(Pointing records)
------------------------------

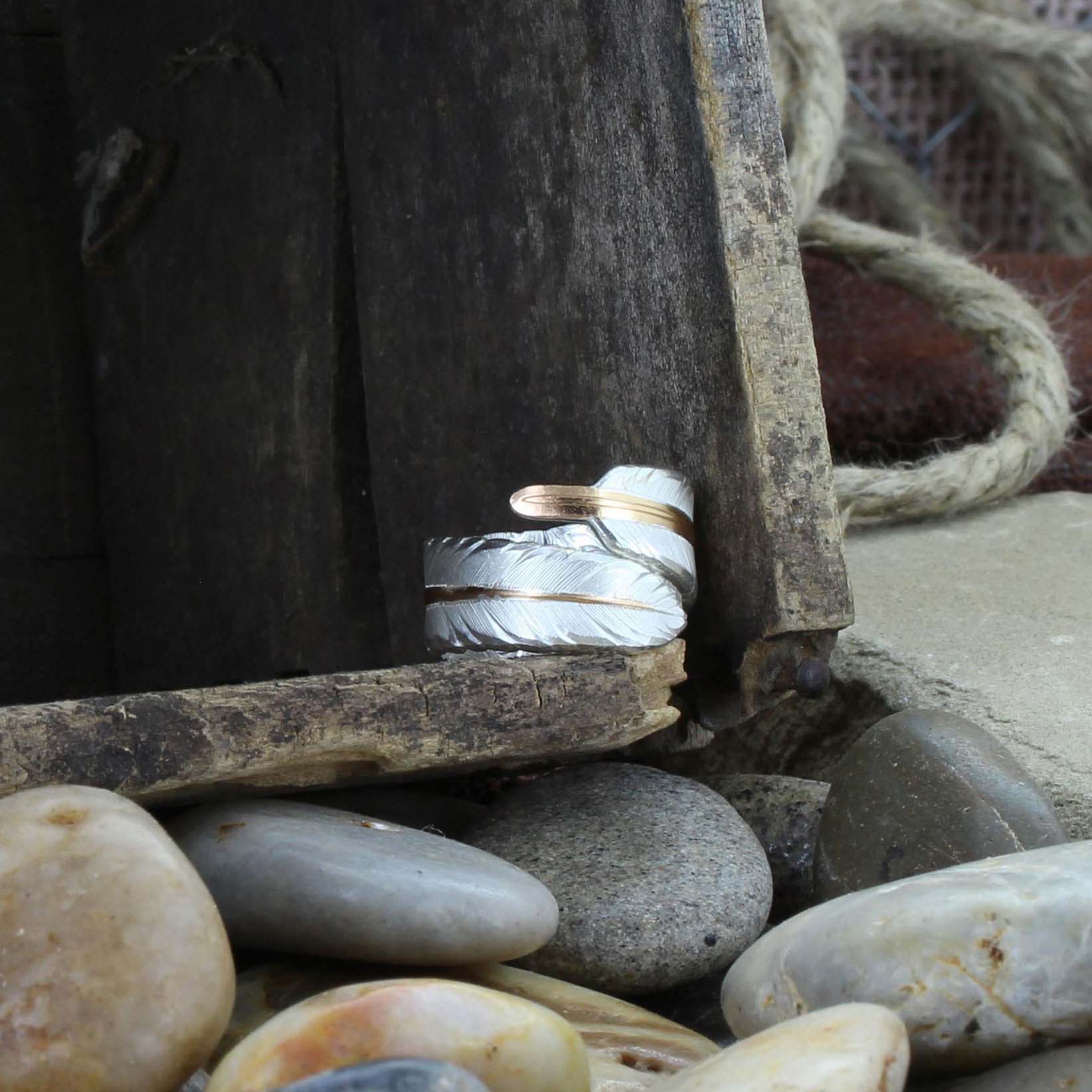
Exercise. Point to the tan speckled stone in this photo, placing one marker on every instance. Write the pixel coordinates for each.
(510, 1044)
(983, 962)
(628, 1047)
(115, 966)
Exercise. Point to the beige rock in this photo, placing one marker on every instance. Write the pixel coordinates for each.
(628, 1046)
(1066, 1069)
(512, 1046)
(116, 971)
(844, 1049)
(983, 962)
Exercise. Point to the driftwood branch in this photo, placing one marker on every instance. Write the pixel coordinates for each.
(347, 729)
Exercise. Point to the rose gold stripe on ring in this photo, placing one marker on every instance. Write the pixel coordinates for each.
(549, 503)
(438, 593)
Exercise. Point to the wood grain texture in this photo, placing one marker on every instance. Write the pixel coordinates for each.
(227, 357)
(54, 610)
(422, 721)
(577, 249)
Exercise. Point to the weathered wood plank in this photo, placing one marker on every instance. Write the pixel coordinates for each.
(428, 720)
(54, 612)
(576, 234)
(227, 378)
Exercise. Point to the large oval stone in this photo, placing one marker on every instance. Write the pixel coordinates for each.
(658, 879)
(925, 790)
(844, 1049)
(982, 962)
(399, 1075)
(512, 1046)
(1066, 1069)
(302, 878)
(784, 814)
(115, 968)
(627, 1046)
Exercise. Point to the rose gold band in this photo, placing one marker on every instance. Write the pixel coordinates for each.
(553, 503)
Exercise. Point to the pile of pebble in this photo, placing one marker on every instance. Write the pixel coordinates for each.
(921, 919)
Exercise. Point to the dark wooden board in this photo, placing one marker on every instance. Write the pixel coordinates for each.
(55, 640)
(54, 613)
(227, 378)
(576, 248)
(424, 721)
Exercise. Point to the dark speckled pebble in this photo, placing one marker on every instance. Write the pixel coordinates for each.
(397, 1075)
(925, 790)
(784, 814)
(658, 879)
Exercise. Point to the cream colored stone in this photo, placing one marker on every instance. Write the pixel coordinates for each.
(512, 1046)
(844, 1049)
(115, 968)
(982, 962)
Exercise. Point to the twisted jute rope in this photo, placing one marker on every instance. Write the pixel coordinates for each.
(1036, 76)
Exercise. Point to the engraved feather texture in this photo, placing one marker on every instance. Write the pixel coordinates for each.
(607, 583)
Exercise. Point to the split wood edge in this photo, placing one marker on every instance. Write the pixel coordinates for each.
(330, 731)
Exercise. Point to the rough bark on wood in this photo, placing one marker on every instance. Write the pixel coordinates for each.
(337, 730)
(54, 617)
(577, 246)
(227, 378)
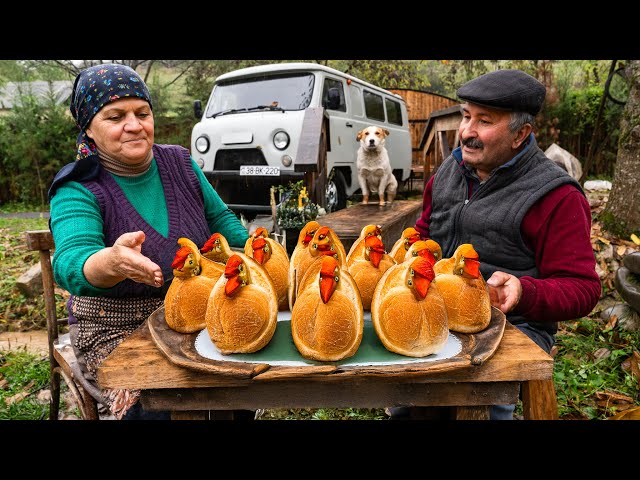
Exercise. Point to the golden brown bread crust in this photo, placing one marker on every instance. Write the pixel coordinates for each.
(404, 323)
(367, 276)
(246, 321)
(468, 303)
(444, 266)
(332, 331)
(298, 266)
(277, 266)
(186, 299)
(398, 251)
(186, 303)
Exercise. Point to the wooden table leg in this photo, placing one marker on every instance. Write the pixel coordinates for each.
(189, 415)
(480, 412)
(539, 400)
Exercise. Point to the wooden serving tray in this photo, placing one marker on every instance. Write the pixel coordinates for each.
(181, 350)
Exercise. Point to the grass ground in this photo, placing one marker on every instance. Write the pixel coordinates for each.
(596, 368)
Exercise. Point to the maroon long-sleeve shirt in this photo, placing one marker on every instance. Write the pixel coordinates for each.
(558, 229)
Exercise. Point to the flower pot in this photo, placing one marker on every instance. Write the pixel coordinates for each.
(291, 239)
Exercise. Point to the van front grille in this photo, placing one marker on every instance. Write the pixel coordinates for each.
(232, 159)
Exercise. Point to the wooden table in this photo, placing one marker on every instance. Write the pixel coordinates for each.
(518, 367)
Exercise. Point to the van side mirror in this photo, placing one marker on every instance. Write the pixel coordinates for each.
(333, 99)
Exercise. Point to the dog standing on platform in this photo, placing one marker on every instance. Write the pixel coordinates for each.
(374, 169)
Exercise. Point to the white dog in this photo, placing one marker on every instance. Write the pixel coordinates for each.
(374, 169)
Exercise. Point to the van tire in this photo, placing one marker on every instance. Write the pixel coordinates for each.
(336, 192)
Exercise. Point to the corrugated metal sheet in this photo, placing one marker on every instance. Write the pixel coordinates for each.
(420, 104)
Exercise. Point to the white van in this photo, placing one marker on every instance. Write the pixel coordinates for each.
(261, 124)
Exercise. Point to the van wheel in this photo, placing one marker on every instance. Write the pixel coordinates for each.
(336, 192)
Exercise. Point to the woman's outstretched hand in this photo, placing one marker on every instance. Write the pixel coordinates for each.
(123, 260)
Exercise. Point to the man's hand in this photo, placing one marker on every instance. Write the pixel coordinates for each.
(123, 260)
(504, 291)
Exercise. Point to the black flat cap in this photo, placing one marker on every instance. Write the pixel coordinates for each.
(506, 90)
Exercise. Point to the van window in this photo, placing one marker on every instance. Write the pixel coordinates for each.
(373, 106)
(291, 91)
(394, 114)
(332, 83)
(356, 100)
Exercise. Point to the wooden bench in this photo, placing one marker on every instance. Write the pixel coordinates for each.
(62, 358)
(348, 222)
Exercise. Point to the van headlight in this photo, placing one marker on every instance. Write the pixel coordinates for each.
(281, 140)
(202, 144)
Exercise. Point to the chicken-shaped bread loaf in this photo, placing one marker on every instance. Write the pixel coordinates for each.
(327, 321)
(242, 310)
(357, 248)
(464, 290)
(409, 236)
(428, 249)
(217, 248)
(324, 242)
(300, 256)
(367, 268)
(407, 311)
(275, 260)
(185, 303)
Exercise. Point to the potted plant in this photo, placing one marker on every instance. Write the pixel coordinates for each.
(294, 211)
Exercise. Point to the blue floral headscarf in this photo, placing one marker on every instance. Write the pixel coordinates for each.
(93, 89)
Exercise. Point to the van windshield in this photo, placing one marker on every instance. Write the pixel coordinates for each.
(282, 92)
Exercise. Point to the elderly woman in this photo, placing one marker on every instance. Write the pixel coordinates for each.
(117, 213)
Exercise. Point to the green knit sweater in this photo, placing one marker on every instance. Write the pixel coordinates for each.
(77, 225)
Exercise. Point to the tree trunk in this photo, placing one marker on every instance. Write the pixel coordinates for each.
(622, 213)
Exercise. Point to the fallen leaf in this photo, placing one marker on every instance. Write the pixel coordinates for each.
(613, 398)
(602, 353)
(16, 398)
(613, 320)
(629, 414)
(635, 365)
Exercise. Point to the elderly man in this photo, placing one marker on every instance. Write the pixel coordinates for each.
(526, 217)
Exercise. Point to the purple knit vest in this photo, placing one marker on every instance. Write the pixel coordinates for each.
(185, 207)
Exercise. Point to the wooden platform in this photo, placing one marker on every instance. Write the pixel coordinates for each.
(394, 218)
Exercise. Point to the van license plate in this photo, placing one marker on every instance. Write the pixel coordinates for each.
(260, 170)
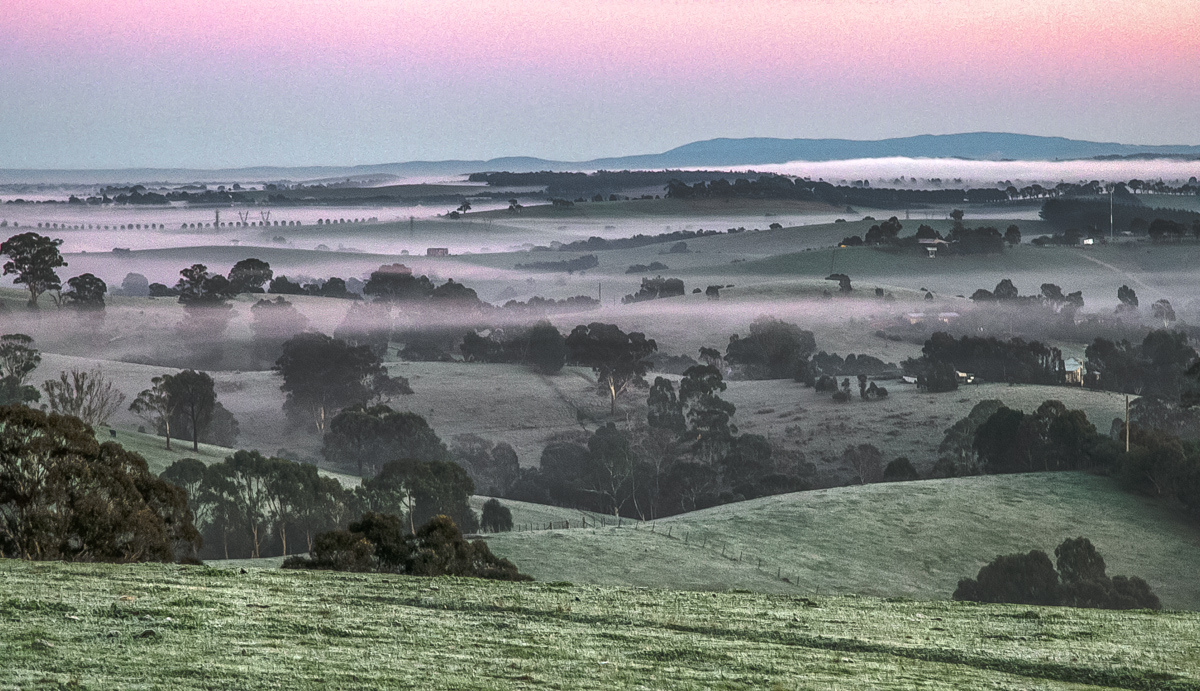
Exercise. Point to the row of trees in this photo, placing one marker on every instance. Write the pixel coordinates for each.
(994, 438)
(1080, 581)
(34, 258)
(687, 456)
(87, 395)
(988, 358)
(250, 505)
(185, 406)
(379, 542)
(64, 496)
(1158, 366)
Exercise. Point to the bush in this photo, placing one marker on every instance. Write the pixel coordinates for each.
(497, 517)
(900, 470)
(1013, 578)
(377, 542)
(65, 497)
(1031, 580)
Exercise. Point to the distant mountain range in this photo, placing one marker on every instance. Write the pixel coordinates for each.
(708, 154)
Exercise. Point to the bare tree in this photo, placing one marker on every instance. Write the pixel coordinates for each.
(865, 461)
(88, 396)
(155, 406)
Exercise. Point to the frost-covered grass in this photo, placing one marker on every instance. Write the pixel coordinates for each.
(151, 626)
(904, 539)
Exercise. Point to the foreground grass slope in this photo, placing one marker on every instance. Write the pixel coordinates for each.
(906, 539)
(148, 626)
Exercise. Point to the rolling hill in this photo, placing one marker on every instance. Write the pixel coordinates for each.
(904, 539)
(153, 626)
(723, 151)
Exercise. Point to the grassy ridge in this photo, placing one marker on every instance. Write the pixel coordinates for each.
(909, 539)
(192, 628)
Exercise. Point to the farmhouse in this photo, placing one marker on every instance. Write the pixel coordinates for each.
(1075, 372)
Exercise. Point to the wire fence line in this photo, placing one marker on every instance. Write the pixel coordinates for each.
(717, 546)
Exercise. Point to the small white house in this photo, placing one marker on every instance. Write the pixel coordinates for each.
(1075, 371)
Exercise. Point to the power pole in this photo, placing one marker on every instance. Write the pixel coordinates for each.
(1127, 422)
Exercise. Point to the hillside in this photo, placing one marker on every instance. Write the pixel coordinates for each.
(723, 151)
(142, 626)
(905, 539)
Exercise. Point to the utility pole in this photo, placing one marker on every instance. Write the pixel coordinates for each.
(1127, 422)
(1111, 229)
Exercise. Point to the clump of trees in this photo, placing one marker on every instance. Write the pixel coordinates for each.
(496, 517)
(655, 288)
(988, 358)
(568, 265)
(1080, 581)
(66, 497)
(774, 349)
(87, 395)
(493, 467)
(33, 258)
(323, 374)
(688, 456)
(369, 437)
(618, 359)
(540, 347)
(1050, 296)
(1053, 438)
(185, 406)
(251, 505)
(378, 542)
(18, 359)
(1157, 366)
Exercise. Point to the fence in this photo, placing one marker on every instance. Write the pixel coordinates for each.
(689, 538)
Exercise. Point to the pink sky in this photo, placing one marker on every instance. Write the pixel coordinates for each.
(577, 78)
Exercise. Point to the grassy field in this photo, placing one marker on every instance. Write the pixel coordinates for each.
(149, 626)
(905, 539)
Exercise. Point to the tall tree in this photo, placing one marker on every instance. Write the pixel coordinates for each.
(65, 497)
(664, 408)
(18, 359)
(193, 396)
(88, 396)
(155, 406)
(370, 437)
(85, 293)
(250, 276)
(33, 258)
(323, 374)
(618, 359)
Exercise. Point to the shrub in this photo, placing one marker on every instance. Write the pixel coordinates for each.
(1014, 578)
(377, 542)
(497, 517)
(900, 470)
(1031, 580)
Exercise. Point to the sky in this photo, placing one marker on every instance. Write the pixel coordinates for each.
(231, 83)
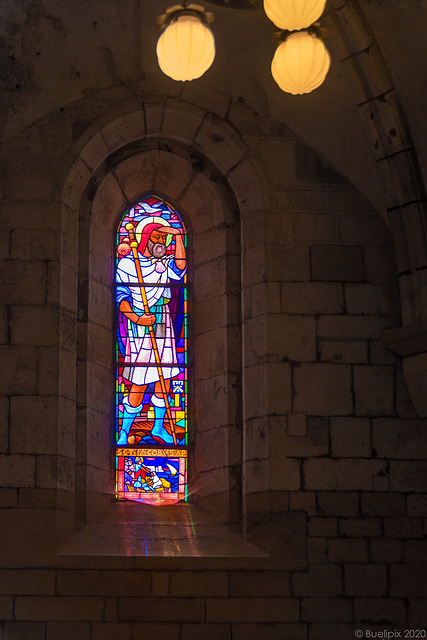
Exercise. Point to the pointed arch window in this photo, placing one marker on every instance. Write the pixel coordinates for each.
(151, 354)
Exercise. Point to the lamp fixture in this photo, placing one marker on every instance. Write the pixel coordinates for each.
(294, 15)
(186, 46)
(300, 63)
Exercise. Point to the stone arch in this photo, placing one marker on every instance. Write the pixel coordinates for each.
(208, 173)
(398, 166)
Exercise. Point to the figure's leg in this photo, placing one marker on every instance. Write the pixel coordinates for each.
(132, 405)
(159, 404)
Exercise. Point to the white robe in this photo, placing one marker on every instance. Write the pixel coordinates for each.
(138, 345)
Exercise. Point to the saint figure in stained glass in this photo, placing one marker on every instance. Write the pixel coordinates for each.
(151, 296)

------------------------------

→ The problem:
Take the line holding "Exercise. Point to the pointed" and all lines after it through the end of the data, and set them down exactly.

→ Result:
Exercise. Point to the pointed arch window in this photo, placing one marker on every instance. Write the pixel coordinates for each.
(151, 354)
Exercise. Point to the lamp fixture in this photo, placing one marker on every instance. Write the pixel coordinates for each.
(294, 15)
(186, 46)
(300, 63)
Exercise. Point to the stone arch in this photo, placing one marker on every instance. Write the pixel coordinates for each.
(208, 173)
(398, 166)
Exercise. Point to the figure's leg in this photo, placing one marker on every instance. Write the pixel coordinates for each.
(132, 405)
(159, 404)
Exercise. Point to the white robe in this photo, placing one marker on every instance. Write the pixel coordinates for each.
(138, 345)
Exercise. Point to the saint figure in stained glass in this photo, placing one marker on every instance. Write the pixel coordinates for each.
(151, 296)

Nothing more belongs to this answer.